_Task instructions_
Switch every "shrub" in the rows below to "bush" and write all the rows out again with nothing else changed, leaving out the pictures.

_Dataset items_
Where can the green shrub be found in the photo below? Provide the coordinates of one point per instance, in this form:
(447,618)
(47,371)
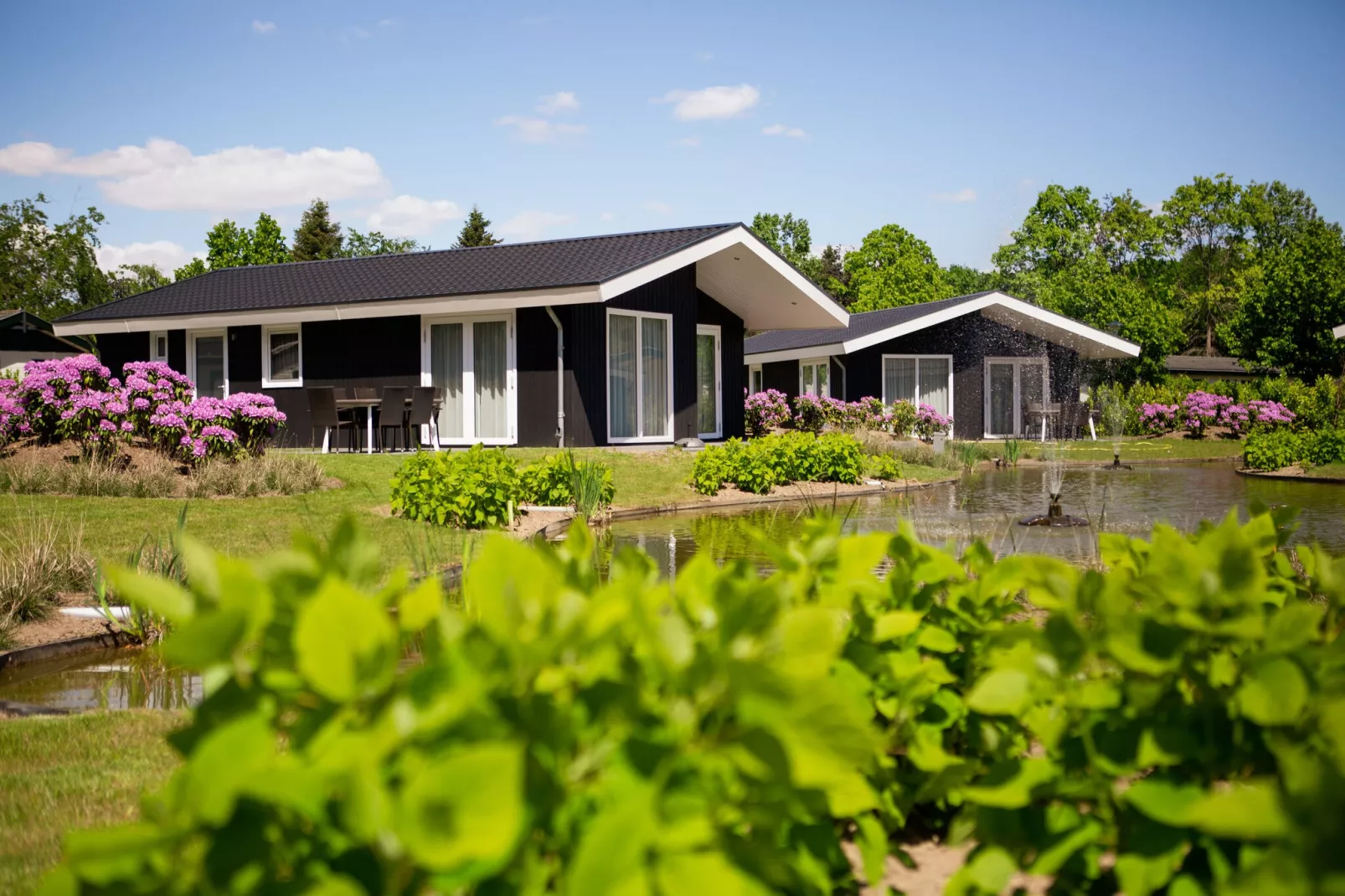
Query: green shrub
(778,459)
(1171,723)
(883,467)
(474,489)
(1273,450)
(550,481)
(1325,447)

_Answer to this problem_
Where can the green bush be found in the photo below? Provide the coordinates of one point per instance, in this form:
(447,618)
(47,371)
Query: green bush
(778,459)
(1171,723)
(883,467)
(474,489)
(1273,450)
(550,481)
(1325,447)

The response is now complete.